**Vorgegebenes Ziel A:**
Übertrage Zeilen der Auflistung unverändert: Beginne bei ihrer ersten Zeile und höre nach der Zeile auf, die „[[643, 227], [997, 202], [304, 203]]“ enthält.

Und dann veröffentlichten die belarussischen Sicherheitskräfte
[2][Videoaufnahmen von Roman Protassewitsch]. Sie wirkten wie irre
Kinoszenen von gefangenen Terrorist*innen. In seinen Augen war diese Leere.
Roman ist ein weiteres Opfer des zynischen Verbrechens gegen die
Menschlichkeit, das es nicht geben dürfte. Und dann kam noch der
Schlussakkord: ein Video der letzten Minuten im Leben von Witold Aschurok,
mit dem das Untersuchungskomitee von Belarus zeigen wollte, dass niemand
politische Häftlinge foltere, sondern dass ein Mensch einfach nur krank
geworden war und es ihm schlecht ging.

**Vorgegebenes Ziel B:**
Gib einen Abschnitt der Textstelle wortgetreu wieder: Beginne bei den Worten „Und dann veröffentlichten“ und höre nach den Worten „ihm schlecht ging.“ auf.

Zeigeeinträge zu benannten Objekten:
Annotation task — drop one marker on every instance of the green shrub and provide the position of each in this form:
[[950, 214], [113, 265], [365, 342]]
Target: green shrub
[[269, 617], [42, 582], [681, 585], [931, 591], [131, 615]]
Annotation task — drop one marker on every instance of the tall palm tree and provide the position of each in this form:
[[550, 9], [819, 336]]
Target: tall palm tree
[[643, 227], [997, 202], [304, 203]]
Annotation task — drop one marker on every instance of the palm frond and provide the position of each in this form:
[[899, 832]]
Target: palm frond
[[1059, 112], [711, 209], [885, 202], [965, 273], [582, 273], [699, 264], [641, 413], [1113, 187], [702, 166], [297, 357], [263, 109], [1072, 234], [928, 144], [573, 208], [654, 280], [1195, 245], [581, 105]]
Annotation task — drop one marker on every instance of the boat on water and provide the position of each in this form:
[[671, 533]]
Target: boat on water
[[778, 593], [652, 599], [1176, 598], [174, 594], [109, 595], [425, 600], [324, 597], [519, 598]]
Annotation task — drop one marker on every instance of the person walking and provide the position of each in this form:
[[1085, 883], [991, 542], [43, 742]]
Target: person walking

**Ergebnis A:**
Annotation task — drop one marker on every instance of the green shrub and provide the position of each in this form:
[[950, 214], [113, 265], [365, 342]]
Target: green shrub
[[269, 617], [42, 582], [681, 585], [931, 591], [131, 615]]
Annotation task — drop one marker on every instance of the tall palm tree and provide the position of each in this form:
[[550, 9], [819, 336]]
Target: tall palm tree
[[643, 227], [997, 202], [304, 203]]

**Ergebnis B:**
Und dann veröffentlichten die belarussischen Sicherheitskräfte
[2][Videoaufnahmen von Roman Protassewitsch]. Sie wirkten wie irre
Kinoszenen von gefangenen Terrorist*innen. In seinen Augen war diese Leere.
Roman ist ein weiteres Opfer des zynischen Verbrechens gegen die
Menschlichkeit, das es nicht geben dürfte. Und dann kam noch der
Schlussakkord: ein Video der letzten Minuten im Leben von Witold Aschurok,
mit dem das Untersuchungskomitee von Belarus zeigen wollte, dass niemand
politische Häftlinge foltere, sondern dass ein Mensch einfach nur krank
geworden war und es ihm schlecht ging.